Aim of the task: Reproduce the following lines verbatim, omitting the pictures from your answer.

(Image location labeling entries)
━━━━
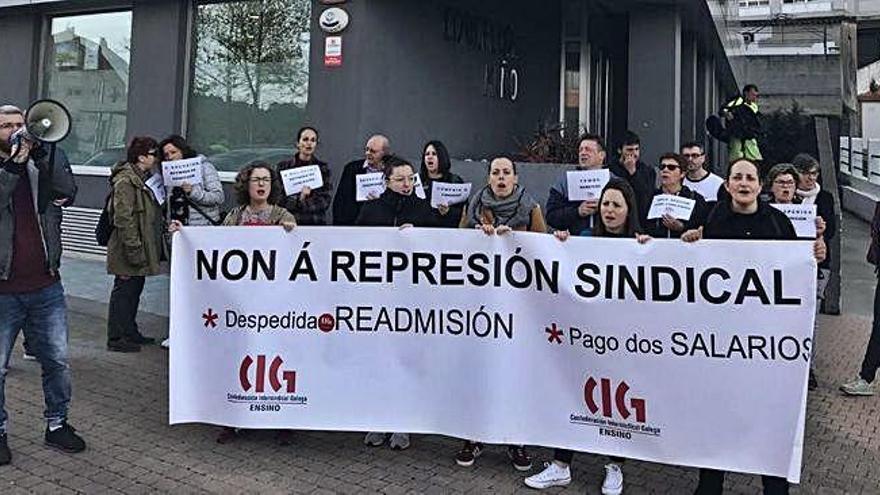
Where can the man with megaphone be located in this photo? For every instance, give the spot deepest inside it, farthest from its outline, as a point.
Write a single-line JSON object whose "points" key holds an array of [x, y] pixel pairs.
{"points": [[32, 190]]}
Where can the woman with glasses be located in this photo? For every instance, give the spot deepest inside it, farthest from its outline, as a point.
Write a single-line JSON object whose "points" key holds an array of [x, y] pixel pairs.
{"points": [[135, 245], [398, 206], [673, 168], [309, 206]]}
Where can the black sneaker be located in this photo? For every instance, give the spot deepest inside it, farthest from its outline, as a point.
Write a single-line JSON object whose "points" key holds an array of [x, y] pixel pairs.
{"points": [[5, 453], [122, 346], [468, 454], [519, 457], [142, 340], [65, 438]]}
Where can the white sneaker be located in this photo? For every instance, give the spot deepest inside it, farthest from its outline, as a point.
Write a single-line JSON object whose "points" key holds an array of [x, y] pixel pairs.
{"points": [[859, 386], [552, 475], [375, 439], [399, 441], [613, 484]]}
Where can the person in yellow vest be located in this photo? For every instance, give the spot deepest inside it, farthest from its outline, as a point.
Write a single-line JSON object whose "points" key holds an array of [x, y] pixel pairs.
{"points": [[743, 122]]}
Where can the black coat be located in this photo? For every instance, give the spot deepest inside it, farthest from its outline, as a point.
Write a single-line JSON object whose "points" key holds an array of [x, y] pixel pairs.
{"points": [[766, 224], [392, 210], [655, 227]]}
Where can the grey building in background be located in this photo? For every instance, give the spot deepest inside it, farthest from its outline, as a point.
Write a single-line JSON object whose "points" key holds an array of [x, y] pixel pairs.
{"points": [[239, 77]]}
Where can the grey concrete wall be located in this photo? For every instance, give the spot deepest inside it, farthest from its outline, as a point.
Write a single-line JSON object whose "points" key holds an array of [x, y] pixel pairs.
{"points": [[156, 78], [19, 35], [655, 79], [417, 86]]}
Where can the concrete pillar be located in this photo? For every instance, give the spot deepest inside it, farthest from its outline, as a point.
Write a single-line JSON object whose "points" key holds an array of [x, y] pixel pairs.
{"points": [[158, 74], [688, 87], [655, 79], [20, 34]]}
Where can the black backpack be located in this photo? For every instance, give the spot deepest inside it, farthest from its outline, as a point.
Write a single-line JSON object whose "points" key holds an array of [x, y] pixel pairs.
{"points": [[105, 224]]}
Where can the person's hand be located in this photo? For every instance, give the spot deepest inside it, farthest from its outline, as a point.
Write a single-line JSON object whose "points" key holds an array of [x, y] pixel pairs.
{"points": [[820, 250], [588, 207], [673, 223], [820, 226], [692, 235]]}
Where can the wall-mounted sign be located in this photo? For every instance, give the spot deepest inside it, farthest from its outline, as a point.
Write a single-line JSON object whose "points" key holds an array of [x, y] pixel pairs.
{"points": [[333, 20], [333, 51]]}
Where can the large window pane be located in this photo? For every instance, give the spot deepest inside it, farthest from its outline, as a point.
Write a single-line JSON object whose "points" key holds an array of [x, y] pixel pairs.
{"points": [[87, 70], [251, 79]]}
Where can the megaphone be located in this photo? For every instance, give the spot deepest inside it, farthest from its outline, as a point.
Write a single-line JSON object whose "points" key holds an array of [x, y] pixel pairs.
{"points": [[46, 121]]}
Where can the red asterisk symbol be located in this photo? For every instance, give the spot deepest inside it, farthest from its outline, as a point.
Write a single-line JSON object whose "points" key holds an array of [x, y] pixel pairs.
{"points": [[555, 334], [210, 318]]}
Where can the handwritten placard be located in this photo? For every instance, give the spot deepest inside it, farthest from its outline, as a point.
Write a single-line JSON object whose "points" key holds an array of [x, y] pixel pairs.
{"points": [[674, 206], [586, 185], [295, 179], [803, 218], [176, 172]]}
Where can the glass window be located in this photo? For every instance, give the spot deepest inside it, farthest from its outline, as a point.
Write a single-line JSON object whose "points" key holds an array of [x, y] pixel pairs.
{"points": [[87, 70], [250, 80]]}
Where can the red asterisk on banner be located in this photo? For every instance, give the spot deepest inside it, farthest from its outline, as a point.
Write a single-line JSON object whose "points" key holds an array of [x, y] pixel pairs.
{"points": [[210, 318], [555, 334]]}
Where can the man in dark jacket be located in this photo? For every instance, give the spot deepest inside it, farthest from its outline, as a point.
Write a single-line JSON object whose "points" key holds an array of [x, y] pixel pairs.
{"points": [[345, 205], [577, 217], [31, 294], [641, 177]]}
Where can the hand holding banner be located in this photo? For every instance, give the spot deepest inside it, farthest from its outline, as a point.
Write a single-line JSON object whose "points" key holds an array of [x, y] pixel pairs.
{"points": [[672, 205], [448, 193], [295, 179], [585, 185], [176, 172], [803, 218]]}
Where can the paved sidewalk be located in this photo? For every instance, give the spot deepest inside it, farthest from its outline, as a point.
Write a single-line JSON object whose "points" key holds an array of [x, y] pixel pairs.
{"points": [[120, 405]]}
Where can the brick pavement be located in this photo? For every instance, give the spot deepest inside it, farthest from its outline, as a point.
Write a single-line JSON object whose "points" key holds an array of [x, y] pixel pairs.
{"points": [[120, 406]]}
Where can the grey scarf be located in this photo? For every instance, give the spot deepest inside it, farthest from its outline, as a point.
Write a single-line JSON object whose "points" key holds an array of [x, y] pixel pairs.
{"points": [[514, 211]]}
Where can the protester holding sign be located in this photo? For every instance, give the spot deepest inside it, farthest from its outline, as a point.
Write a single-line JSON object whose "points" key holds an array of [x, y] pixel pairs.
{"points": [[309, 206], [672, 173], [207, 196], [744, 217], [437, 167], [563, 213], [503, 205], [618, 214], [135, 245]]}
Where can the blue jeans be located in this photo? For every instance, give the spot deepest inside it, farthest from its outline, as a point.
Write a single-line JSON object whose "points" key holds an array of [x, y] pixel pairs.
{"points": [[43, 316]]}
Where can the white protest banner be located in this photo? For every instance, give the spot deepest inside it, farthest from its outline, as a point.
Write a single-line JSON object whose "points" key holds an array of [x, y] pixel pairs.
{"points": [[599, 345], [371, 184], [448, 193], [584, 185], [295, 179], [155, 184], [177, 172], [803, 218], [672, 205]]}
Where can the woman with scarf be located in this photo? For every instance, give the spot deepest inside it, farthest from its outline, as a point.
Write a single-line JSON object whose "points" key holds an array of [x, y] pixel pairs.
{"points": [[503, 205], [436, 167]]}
━━━━
Result of this task:
Where can the man with megaphone be located in this photo? For every instance, give the spot deepest inside it, farthest from its outline, as a point.
Write a single-line JSON object whose "points" key holds an array of [x, y] pixel pairs.
{"points": [[32, 190]]}
Where can the woman with glasses be located in this photo? For every instance, give the spot deepest inside it, farthest from its outline, as a point.
Write a single-line JSON object whose "points" key holds an array of [x, y] pixel pairs.
{"points": [[135, 245], [398, 206], [673, 168], [309, 206]]}
Where can the black sneaker be located in this photo? For every instance, give the spot deepest inside it, farthest from its outline, as a point.
Write a single-line JSON object whose "points" key holds an array of [x, y] pixel pairs.
{"points": [[5, 453], [122, 346], [468, 454], [519, 457], [142, 340], [65, 438]]}
Where can the white sneaker be located in this photo? For every instance, give the spot deepest inside it, farthest from its outline, as a point.
Write a single-line JSON object whose "points" key holds an array of [x, y] pixel pairs.
{"points": [[859, 386], [552, 475], [375, 439], [399, 441], [613, 484]]}
Where can the person in yellow vest be located in this photo? For every instance, give the spot deepest inside it, farthest from its outline, as a point.
Write a single-line JSON object whose "points" key holds an array of [x, y] pixel pairs.
{"points": [[743, 122]]}
Where can the black coat be located in this photo? For every instance, give the spot deepest inside it, farthest from its outline, as a point.
Write a single-line JSON object whose "points" key holds an array of [x, y] pixel pairs.
{"points": [[766, 224], [392, 210], [655, 227]]}
Where can the grey building in background be located in this photo? For every instance, give the spot deepest inside it, farthest from its outline, as a point.
Write a single-line JSON object whose "points" key holds an array of [x, y] pixel pairs.
{"points": [[239, 77]]}
Where can the grey concrete wall be located in this photo? For every instance, give the spot deepest inside it, farthest from its outline, as a point.
Write a single-line JSON object whose "points" key holds an array of [x, y] pixel pairs.
{"points": [[156, 78], [19, 35], [655, 79], [417, 86]]}
Where can the concrete pillar be located in this photo? For every instance, give the spot deepest inside it, farthest from its outline, as a point.
Write a single-line JSON object whose "points" key holds an array of [x, y] pixel pairs.
{"points": [[158, 74], [688, 87], [655, 79], [20, 34]]}
Where can the black backpack be located in this photo? For every instance, give the spot deepest inside it, farthest from its outline, as a point.
Write a single-line JSON object whose "points" key holds an array of [x, y] pixel pairs.
{"points": [[105, 224]]}
Where can the person's hand be located in this photo? For every instance, give the spot deepest inside it, farthest from its outline, as a point.
Write a single-line JSON object whose "points" key holds an array of [x, y] pixel pairs.
{"points": [[820, 250], [588, 207], [673, 223], [820, 226], [692, 235]]}
Where can the wall-mounted sign be located in this photo? For every instance, give the spot deepest inside it, farthest from its outline, as a point.
Write a single-line JSON object whose "points" key holds an array of [x, y] pixel pairs.
{"points": [[333, 20], [333, 51]]}
Where can the large window pane be located in this photo? For every instance, give the spot deepest inside it, farthest from its outline, as a point.
Write a single-line JSON object whose "points" key holds an array of [x, y] pixel pairs.
{"points": [[87, 70], [251, 79]]}
Where can the megaphone be located in this photo? For every instance, give the spot deepest inside it, farthest from its outline, as a point.
Write a single-line JSON object whose "points" key holds an array of [x, y] pixel pairs.
{"points": [[46, 121]]}
Where can the red asterisk symbol be located in this photo? For every instance, give the spot deepest inside it, farthest from its outline, as a point.
Write a single-line JSON object whose "points" key holds an array of [x, y] pixel pairs.
{"points": [[555, 334], [210, 318]]}
Where can the handwritten placard be located in this photo? For every instance, give the spot deepest inside it, farthest from its outline, as a point.
Write a single-line JSON object whose "points" key holds an array of [x, y] pixel pairs.
{"points": [[674, 206], [586, 185], [295, 179], [803, 218], [176, 172]]}
Where can the glass window be located in this photo? For every instance, give the spot deepest inside it, farthest from its outline, as a point.
Write a single-line JSON object whose "points" key holds an array of [x, y] pixel pairs.
{"points": [[87, 70], [250, 80]]}
Where can the red asterisk on banner be located in this photo? For every instance, give the spot deepest inside it, farthest from its outline, as a point.
Write a single-line JSON object whose "points" key holds an array of [x, y] pixel pairs.
{"points": [[210, 318], [555, 334]]}
Where can the man in dark jacket be located in this photo? For every instance, give the spot deepest inside it, farthest from its outline, as a point.
Write a single-line JSON object whose "points" key holds an array of [x, y] pixel pairs.
{"points": [[345, 205], [577, 217], [31, 294], [641, 177]]}
Where can the hand holding banner be located in this photo? For every instance, give the spot deepest inside it, farthest from its outline, as a point.
Write a single-line JSON object whose "points" key holds an array of [x, y] pixel pairs.
{"points": [[672, 205], [448, 193], [295, 179], [585, 185], [176, 172], [803, 218]]}
Where can the paved sidewalk be located in this photo? For every instance, give the spot deepest inside it, farthest from its outline, as a point.
Write a single-line JSON object whose "points" key holds an array of [x, y] pixel pairs.
{"points": [[120, 405]]}
Where can the brick pavement be located in this photo? For every instance, give the spot deepest inside it, farthest from its outline, as a point.
Write a single-line JSON object whose "points" key holds an array of [x, y] pixel pairs.
{"points": [[120, 406]]}
Where can the grey scarf be located in this photo? For every instance, give the spot deepest inside it, farthest from its outline, as a point.
Write a single-line JSON object whose "points" key holds an array of [x, y] pixel pairs.
{"points": [[514, 211]]}
Where can the protester holding sign be located in this photo? For every instance, give the spot deepest inside it, farthest from its outline, as a point.
Write a single-line JSON object whose "points" key holds an array of [x, y] pixel pairs.
{"points": [[309, 206], [672, 173], [207, 196], [744, 217], [437, 167], [563, 213], [503, 205], [618, 214], [135, 245]]}
Where can the blue jeans be located in this photo? For every instance, give the spot deepest inside it, farthest from its outline, as a point.
Write a single-line JSON object whose "points" key holds an array of [x, y] pixel pairs.
{"points": [[43, 316]]}
Where can the white protest banner be located in this photo? For every instance, give the spot deepest inside it, farthest from its outline, as a point.
Write a single-line JSON object whose "points" key holds an array of [x, y] pixel pairs.
{"points": [[599, 345], [371, 184], [448, 193], [584, 185], [295, 179], [155, 184], [177, 172], [803, 218], [672, 205]]}
Where can the woman with scarf be located in this photo? For every instance, give the spot deepest inside it, farthest from its outline, as a point.
Write a single-line JSON object whose "points" key holds an array of [x, y] pixel pairs.
{"points": [[503, 205], [436, 167]]}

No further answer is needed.